● **Records for the exercise**:
——————

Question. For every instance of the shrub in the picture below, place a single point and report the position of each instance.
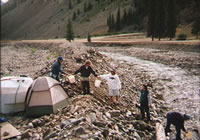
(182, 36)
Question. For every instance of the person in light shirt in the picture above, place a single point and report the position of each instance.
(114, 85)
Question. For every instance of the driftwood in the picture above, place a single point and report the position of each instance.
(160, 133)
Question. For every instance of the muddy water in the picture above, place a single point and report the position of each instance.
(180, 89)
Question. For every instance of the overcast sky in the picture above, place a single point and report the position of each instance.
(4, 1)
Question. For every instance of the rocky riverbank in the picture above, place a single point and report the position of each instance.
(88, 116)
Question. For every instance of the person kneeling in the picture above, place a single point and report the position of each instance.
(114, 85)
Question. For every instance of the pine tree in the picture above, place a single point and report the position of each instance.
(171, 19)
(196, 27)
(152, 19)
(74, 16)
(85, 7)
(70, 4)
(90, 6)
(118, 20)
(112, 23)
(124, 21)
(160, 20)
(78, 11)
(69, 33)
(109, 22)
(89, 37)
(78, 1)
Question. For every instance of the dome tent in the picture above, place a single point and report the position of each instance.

——————

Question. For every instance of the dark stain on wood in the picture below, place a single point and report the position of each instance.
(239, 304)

——————

● **What you need to do**: Copy out only the lines of the records above from the one with "Question. For every instance of the overcast" through the one with "Question. For every instance of the dome", exactly as they stand, both included.

● **Expected output**:
Question. For every instance of the overcast sky in the picture above, place a single point and report the position of each instance.
(4, 1)
Question. For every instance of the rocky riverbank in the picture above, place a single point and report the position of each instance.
(88, 116)
Question. For every instance of the person kneeling in the picture above, place a single point and report the position of each instance.
(114, 85)
Question. For every instance of the pine tree in the picture above, place a single point and report the position of each instance.
(171, 19)
(196, 27)
(152, 19)
(74, 16)
(85, 7)
(70, 4)
(90, 6)
(118, 20)
(112, 23)
(124, 21)
(160, 20)
(78, 11)
(69, 33)
(109, 22)
(89, 37)
(78, 1)
Question. For every instance of the dome tent in the picture above, place a single point and report the position of each instance.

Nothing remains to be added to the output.